## WHAT YOU WILL DO
a - From the HSV-SOCS4 methods text, pull out the passage from "Infection of mice: BALB/c" to "for 12 days.".
b - In the HSV-SOCS4 methods text, what temperature and duration were used for the primer annealing step of the PCR?
c - Carry on the HSV-SOCS4 methods text, starting after its final sentence.

## EXCERPT PROVIDED
*** Block opens ***

Construction of HSV recombinant virus with expression of SOCS4: Two oligonucleotide primers were designed according to Homo sapiens SOCS4 gene sequence: forward, 5′-GTCGACATGTGGTGGCGCCTGTGGTGGCTCTGCTGCTGTGGCCCATGGTGTGGGCCGCAGAAAATAATG AAAATATTAG-3′ (with an Accl site and underlined signal peptide Hmm38); reverse, 5′-GCGGCCGCCTAGCATTGCTGTTCTGGTGCATC-3′ (with an Not I site). PCR was performed in a total reaction volume of 50 μL for 30 cycles consisting of a denaturation step at 95° C. for 1 min, a primer annealing step at 58° C. for 30 secs, and a primer extension step at 72° C. for 2 mins. PCR product of SOCS4 was ligated into T-easy plasmid then transformed into XL-1 blue cells and sent for sequencing confirmation. Confirmed SOCS4 gene was cut from T-easy plasmid and ligated into carrier pNEWUL backbone site at Cla I/Acc I and Not I (FIG. 1A), then, sequence between BgIII and Pacl (including UL3, UL4 and SOCS4) was cleaved from pNEWUL and cloned into plasmid Pko5.1 at the same sites (FIG. 1B). Recombinant plasmid was transformed into BAC and cultured on LB plate with chloramphenicol and zeocin at 43° C. overnight, then, bacteria clone was picked and enriched on LB plate with chloramphenicol and sucrose at 30° C. overnight to excise plasmid Pko5.1. After been identified by SOCS4 gene PCR, positive recombinant BAC was cultured to proliferate then transformed into Vero cells by using Lipoectamine® LTX and PLUS according to instructions of manufacturer (Life Technologies Corporation). Cells were incubated till viral cytopathic effects were exhibited. Viral plaques were collected into 1 mL of milk, then went through freeze-thawed (−80° C. and 37° C.) three times to release virus. Virus were inoculated and cultured into 25 cm Vero cells (PD) and DNA was extracted to perform PCR for the final confirmation (including gene of UL3, UL4 and SOCS4). Desired virus was named HSV-SOCS4, harvested and stored at −80° C. for further use.

Infection of mice: BALB/c mice were randomly divided into 3 groups: one group was infected with HSV-1 (F), one group with HSV-SOCS4 and one group with PBS as mock infection respectively. In detail, each mouse was lightly anaesthetized then infected via the intranasal route with 106 PFU of HSV-1 (F) or HSV-SOCS4 in 30 μL of PBS or 30 μL PBS only. After infection, mice were weighed and monitored for morbidity and mortality every day for 12 days.

Serum and Bronchoalveolar lavage fluid samples collection and double sandwich ELISA: Orbital blood from each mouse was collected on day1, day3 and day7 after infection, and serum was separated then stored at −20° C. for further ELISA assay. After bleeding, mouse was sacrificed and the lung was flushed three times with 1 mL PBS through a blunted needle inserted into the trachea to collect bronchoalveolar lavage fluid (BALF). The samples were centrifuged, then supernatant was removed for ELISA assay and cells from two mice of the same group were pooled in order to obtain enough cells to perform flow cytometric analysis. For BALF and serum samples, a panel of cytokines, including MCP-1, IL-1β, IL-6, TNF-α and IFN-γ was evaluated by double sandwich ELISA. The concentration of every cytokine was determined relative to standard curve according to manufacturers instructions (Dakewe Biothech Company Limited).

*** Block closes ***

## INFORMATION PROVIDED

*** Block opens ***

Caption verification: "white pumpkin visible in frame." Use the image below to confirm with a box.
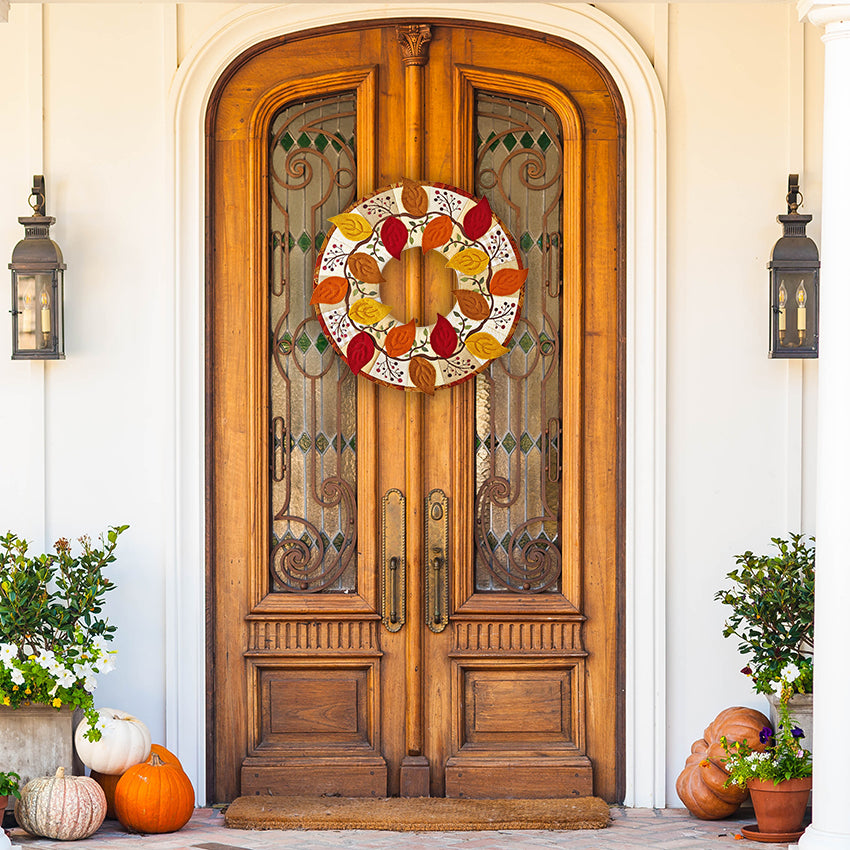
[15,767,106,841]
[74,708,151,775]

*** Block closes ***
*** Block opens ***

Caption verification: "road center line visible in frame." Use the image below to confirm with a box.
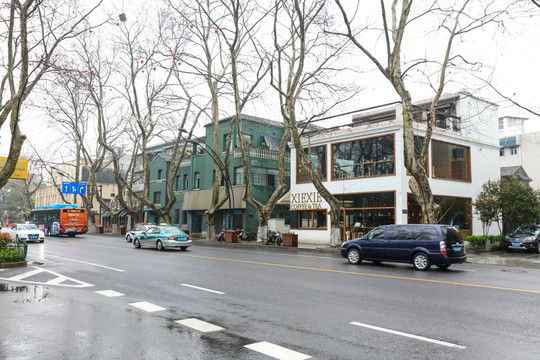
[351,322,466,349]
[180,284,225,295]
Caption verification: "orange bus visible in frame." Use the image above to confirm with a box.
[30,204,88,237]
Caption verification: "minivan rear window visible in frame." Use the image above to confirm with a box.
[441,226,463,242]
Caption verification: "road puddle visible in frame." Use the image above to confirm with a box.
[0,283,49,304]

*** Block closes ***

## ANSWERS TO THE EXERCISE
a -
Infection of mice: BALB/c mice were randomly divided into 3 groups: one group was infected with HSV-1 (F), one group with HSV-SOCS4 and one group with PBS as mock infection respectively. In detail, each mouse was lightly anaesthetized then infected via the intranasal route with 106 PFU of HSV-1 (F) or HSV-SOCS4 in 30 μL of PBS or 30 μL PBS only. After infection, mice were weighed and monitored for morbidity and mortality every day for 12 days.

b - 58 °C for 30 seconds.

c -
Cell isolation and flow cytometric analysis: Cells harvested from BALF were treated with Tris-NH4CI to lyse erythrocytes, then washed twice and resuspended in cold RPMI 1640 medium. Spleen from sacrificed mouse was eviscerated, fully grinded and tissue was rinsed through a sterile wirescreen. Spleen cell suspensions were collected and red blood cells were lysed, then, cells were washed and re-suspended. Both BALF cells and spleen cells were counted and adjusted to 2×10⁶ cells/mL. Cells were washed and stained with surface marker: APC-CD4 (APC anti-mouse CD4 mAb, clone GK1.5), FITC-CD8a (FITC anti-mouse CD8 mAb, clone 53-6.7) and PE-CD62L (PE anti-mouse CD62LmAb, cloneMEL-14) for spleen cells and PB-CD11b (PB anti-mouse CD11b mAb, cloneM1/70) for BALF cells. All cells were stained for 10 mins, washed and resuspended in 2% formaldehyde-PBS for flow cytometric analysis on CytoFLEX flow cytometer (Beckman coulter Inc.) and CytExpert2.0 software.

Lung samples for viral titration analysis and pathological analysis: After been bled and sacrificed, lung of two mice from each group was directly removed, minced completely with cell culture media, then tissue homogenate was gathered, centrifuged and supernatant was collected for viral titration analysis. Vero cells were grown on 6-well plates at 2×10⁵/well till cells were 90% formation of the monolayer, then supernatant sample was added. After 24 hours incubation, cells were removed carefully, centrifuged and cell pellet was re-suspended in 1 mL of milk, and stored at −80° C. After 3 times of freeze-thawed process described above, released virus sample was diluted at 1:100, 1:1000 and 1:10000 with 1% NBCS respectively. 100 μL of each dilution were added in Vero cell monolayers on 6-well plates and cultured for 2 hrs, then, medium was replaced by new one (BME+1% NBCS+0.5%IgG) and cells were incubated for extra 72 hrs. After that, cells were collected and stained with 0.03% methylene blue to quantify the plaques. Pathological analysis of mouse lung (n=2, without BALF collection) from HSV-1 (F) infected, HSV-SOCS4 infected mice was performed by the department of pathology at Guangzhou medical university.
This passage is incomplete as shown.